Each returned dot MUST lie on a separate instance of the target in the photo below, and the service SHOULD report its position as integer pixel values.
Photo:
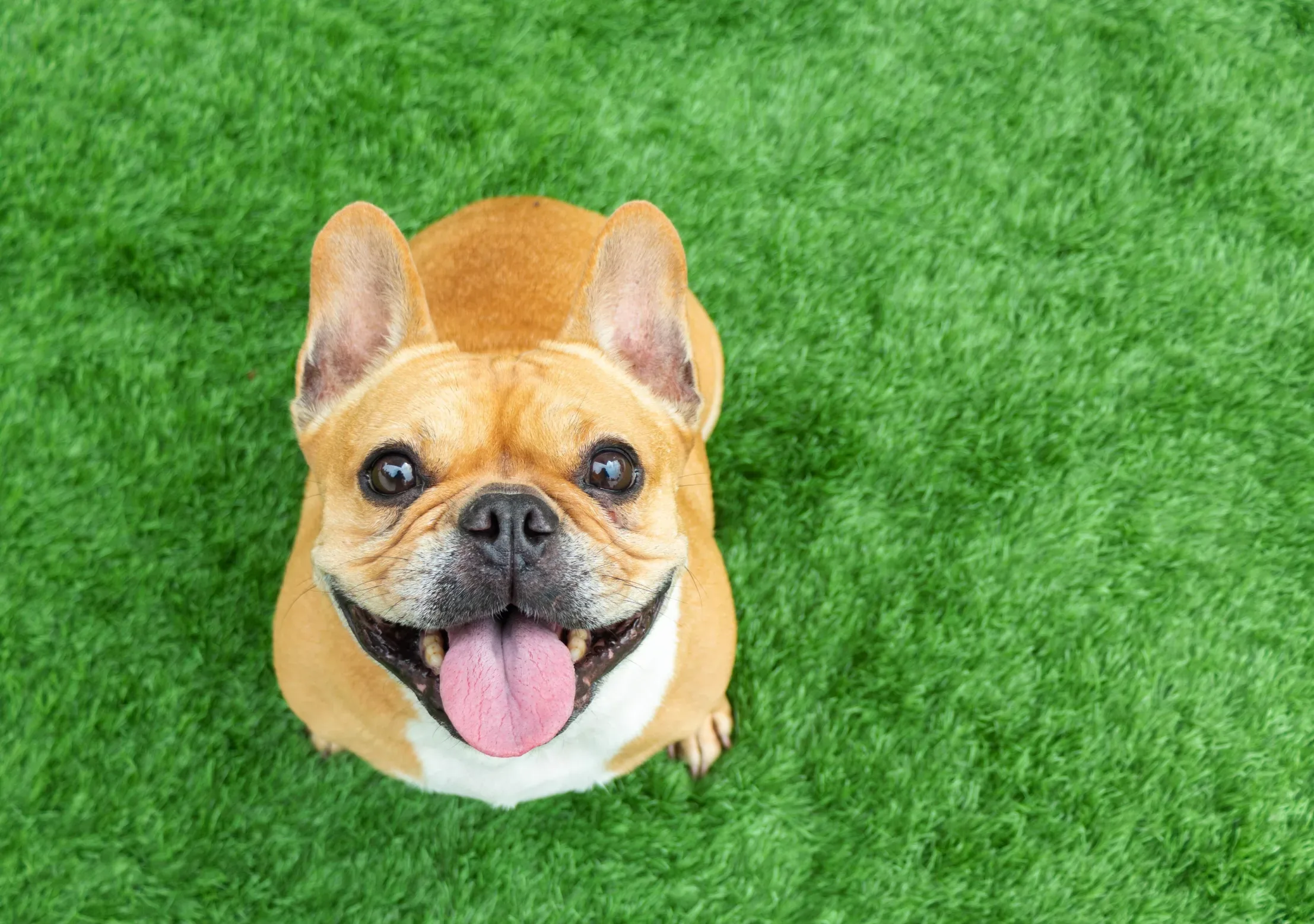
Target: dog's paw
(701, 750)
(322, 745)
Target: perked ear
(631, 304)
(366, 303)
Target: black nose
(512, 530)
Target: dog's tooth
(579, 643)
(431, 649)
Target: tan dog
(505, 583)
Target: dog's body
(567, 332)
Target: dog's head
(499, 530)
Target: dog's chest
(577, 759)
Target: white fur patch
(624, 704)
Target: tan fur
(501, 280)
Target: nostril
(485, 526)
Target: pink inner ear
(341, 355)
(652, 345)
(360, 304)
(637, 304)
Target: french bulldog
(505, 584)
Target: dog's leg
(322, 745)
(701, 750)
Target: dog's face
(499, 531)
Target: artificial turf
(1014, 478)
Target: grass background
(1014, 478)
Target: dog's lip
(396, 647)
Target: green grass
(1015, 476)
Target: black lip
(396, 647)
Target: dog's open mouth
(505, 684)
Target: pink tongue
(507, 688)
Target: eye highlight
(612, 471)
(392, 474)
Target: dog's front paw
(701, 750)
(322, 745)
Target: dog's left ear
(631, 304)
(366, 303)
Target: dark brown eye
(611, 469)
(392, 474)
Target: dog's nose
(513, 530)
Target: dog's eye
(392, 474)
(611, 469)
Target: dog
(504, 584)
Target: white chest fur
(577, 759)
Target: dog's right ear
(366, 303)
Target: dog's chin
(417, 659)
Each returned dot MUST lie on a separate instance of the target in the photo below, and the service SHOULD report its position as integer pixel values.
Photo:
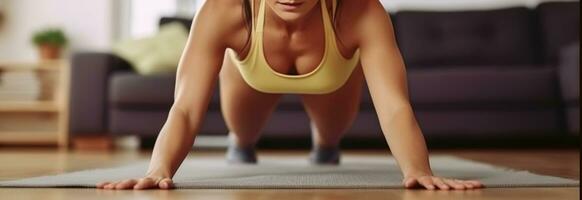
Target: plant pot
(49, 52)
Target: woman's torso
(300, 52)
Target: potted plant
(50, 42)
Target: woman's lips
(290, 6)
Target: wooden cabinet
(42, 120)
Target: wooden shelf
(28, 137)
(43, 65)
(42, 121)
(28, 106)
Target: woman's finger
(475, 183)
(427, 182)
(144, 183)
(111, 185)
(102, 184)
(440, 183)
(166, 183)
(127, 184)
(454, 184)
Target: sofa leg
(93, 142)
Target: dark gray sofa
(473, 75)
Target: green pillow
(157, 54)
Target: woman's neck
(292, 25)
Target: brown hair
(248, 16)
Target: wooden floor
(20, 163)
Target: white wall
(145, 15)
(396, 5)
(88, 23)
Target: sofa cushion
(155, 54)
(466, 38)
(560, 25)
(569, 73)
(131, 90)
(518, 86)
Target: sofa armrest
(89, 82)
(569, 72)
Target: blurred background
(100, 73)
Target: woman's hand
(138, 184)
(433, 182)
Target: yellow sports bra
(333, 71)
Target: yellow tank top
(331, 73)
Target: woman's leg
(332, 115)
(245, 111)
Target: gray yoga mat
(274, 172)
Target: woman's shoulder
(223, 17)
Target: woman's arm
(196, 76)
(385, 75)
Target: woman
(322, 50)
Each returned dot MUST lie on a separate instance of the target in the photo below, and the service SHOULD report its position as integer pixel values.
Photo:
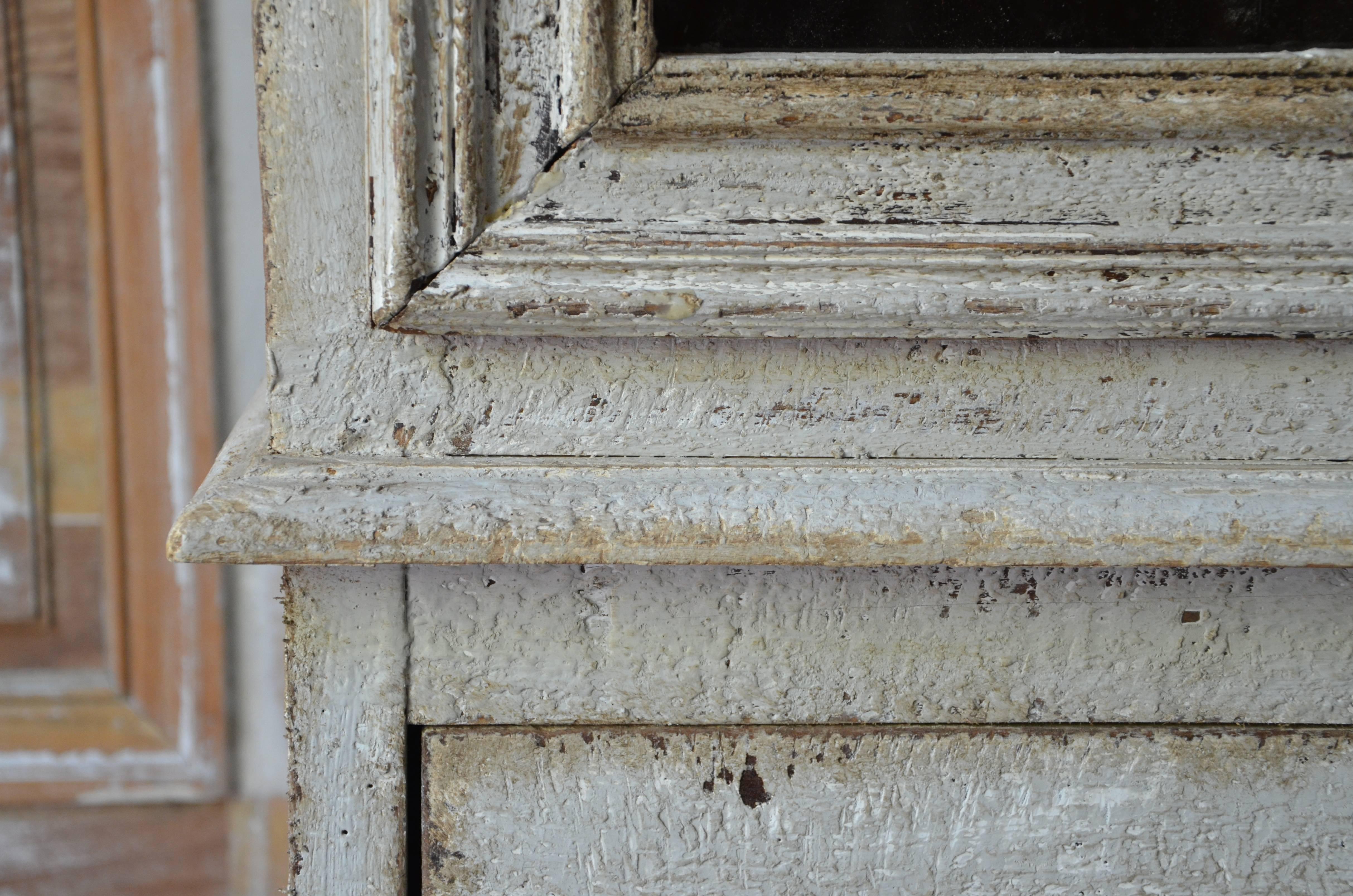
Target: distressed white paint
(884, 810)
(345, 716)
(1165, 400)
(559, 645)
(897, 195)
(20, 599)
(263, 508)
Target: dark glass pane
(723, 26)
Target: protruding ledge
(262, 508)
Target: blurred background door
(115, 773)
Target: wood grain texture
(897, 195)
(144, 851)
(562, 645)
(263, 508)
(120, 698)
(347, 653)
(1130, 400)
(887, 808)
(469, 101)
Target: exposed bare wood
(879, 808)
(1130, 400)
(118, 696)
(896, 195)
(347, 650)
(263, 508)
(148, 851)
(72, 723)
(513, 83)
(25, 562)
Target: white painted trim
(263, 508)
(599, 260)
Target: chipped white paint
(20, 599)
(557, 645)
(398, 447)
(469, 101)
(1165, 400)
(263, 508)
(884, 810)
(345, 718)
(897, 195)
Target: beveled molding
(596, 191)
(263, 508)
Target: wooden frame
(1073, 206)
(151, 729)
(385, 444)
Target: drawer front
(885, 810)
(562, 645)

Work instructions:
Pictures stay out of the copy; please restate every record above exactly.

Response to this exercise:
Each returned dot MUST lie on a separate instance of the target in the photo below, and the service SHOULD report its position as integer pixel values.
Photo:
Target: dog's paw
(701, 750)
(322, 745)
Target: perked ear
(631, 304)
(366, 303)
Target: black nose
(512, 530)
Target: dog's tooth
(579, 643)
(431, 649)
Target: tan dog
(505, 583)
Target: dog's body
(567, 332)
Target: dog's head
(499, 530)
Target: dog's chest
(577, 759)
Target: white fur patch
(624, 704)
Target: tan fur
(501, 280)
Target: nostril
(485, 526)
Target: pink inner ear
(341, 355)
(652, 345)
(360, 304)
(637, 304)
Target: french bulldog
(505, 584)
Target: dog's leg
(322, 745)
(701, 750)
Target: dog's face
(499, 531)
Target: artificial turf
(1014, 478)
Target: grass background
(1014, 478)
Target: dog's lip
(396, 647)
Target: green grass
(1015, 476)
Target: black lip
(396, 647)
Target: dog's open mouth
(505, 684)
Target: pink tongue
(507, 688)
Target: eye highlight
(612, 471)
(392, 474)
Target: dog's front paw
(701, 750)
(322, 745)
Target: dog's left ear
(631, 304)
(366, 303)
Target: dark brown eye
(611, 469)
(392, 474)
Target: dog's nose
(513, 530)
Target: dog's eye
(392, 474)
(611, 469)
Target: dog
(504, 584)
Target: white chest fur
(577, 759)
Target: dog's right ear
(366, 303)
Target: dog's chin
(417, 659)
Each returned dot MUST lie on a separate instance of the target in the photo below, and the service SHOULD report its position as integer pixel values.
Photo:
Target: plant pot
(49, 52)
Target: woman's torso
(300, 52)
Target: potted plant
(50, 42)
Target: woman's lips
(290, 6)
Target: wooden cabinet
(42, 120)
Target: wooden shelf
(28, 137)
(43, 65)
(42, 121)
(28, 106)
Target: woman's finger
(475, 183)
(427, 182)
(144, 183)
(111, 185)
(102, 184)
(440, 183)
(166, 183)
(127, 184)
(454, 184)
Target: sofa leg
(93, 142)
Target: dark gray sofa
(473, 75)
Target: green pillow
(157, 54)
Target: woman's neck
(292, 25)
Target: brown hair
(248, 16)
Target: wooden floor
(20, 163)
Target: white wall
(145, 15)
(396, 5)
(88, 23)
Target: sofa cushion
(155, 54)
(466, 38)
(560, 25)
(569, 73)
(131, 90)
(518, 86)
Target: sofa armrest
(89, 82)
(569, 72)
Target: blurred background
(100, 73)
Target: woman's hand
(138, 184)
(433, 182)
Target: yellow sports bra
(333, 71)
Target: yellow tank top
(331, 73)
Target: woman's leg
(332, 115)
(245, 111)
Target: gray yoga mat
(274, 172)
Target: woman's shoulder
(223, 17)
Target: woman's arm
(196, 76)
(385, 75)
Target: woman
(322, 50)
Each returned dot MUST lie on a separate instance of the target in the photo below, and the service SHOULD report its position as integer pixel values.
Photo:
Target: distressed white paint
(884, 810)
(345, 716)
(1165, 400)
(559, 645)
(897, 195)
(20, 599)
(263, 508)
Target: dark glass pane
(723, 26)
Target: protruding ledge
(262, 508)
Target: blurred background door
(115, 773)
Target: wood grain texture
(897, 195)
(144, 851)
(562, 645)
(263, 508)
(120, 698)
(347, 653)
(1130, 400)
(887, 808)
(469, 101)
Target: exposed bare wood
(879, 808)
(1130, 400)
(118, 696)
(896, 195)
(347, 650)
(263, 508)
(148, 851)
(72, 723)
(513, 83)
(25, 562)
Target: white painted trim
(263, 508)
(599, 260)
Target: chipped white paint
(20, 599)
(557, 645)
(398, 447)
(469, 101)
(1165, 400)
(263, 508)
(884, 810)
(345, 718)
(897, 195)
Target: beveled molding
(596, 191)
(263, 508)
Target: wooden frame
(1073, 206)
(151, 729)
(385, 444)
Target: drawer front
(885, 810)
(562, 645)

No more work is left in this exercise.